Stored items
- - - - -

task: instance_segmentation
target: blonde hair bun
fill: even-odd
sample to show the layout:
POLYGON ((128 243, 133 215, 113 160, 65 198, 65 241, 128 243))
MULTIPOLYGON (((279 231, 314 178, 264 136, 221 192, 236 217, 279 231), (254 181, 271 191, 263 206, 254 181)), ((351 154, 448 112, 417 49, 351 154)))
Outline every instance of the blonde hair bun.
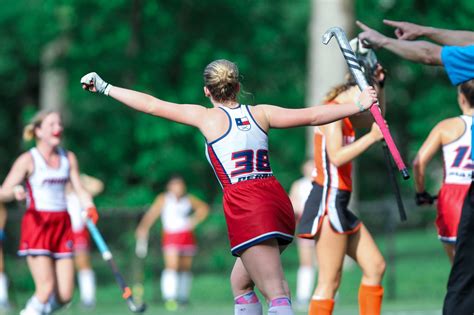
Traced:
POLYGON ((204 69, 204 84, 216 101, 235 101, 239 92, 239 69, 229 60, 215 60, 204 69))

- - - - -

Task objective: Considering each line of the records on its own, count those that contain "blonde" and give only that number.

Exercise result: 2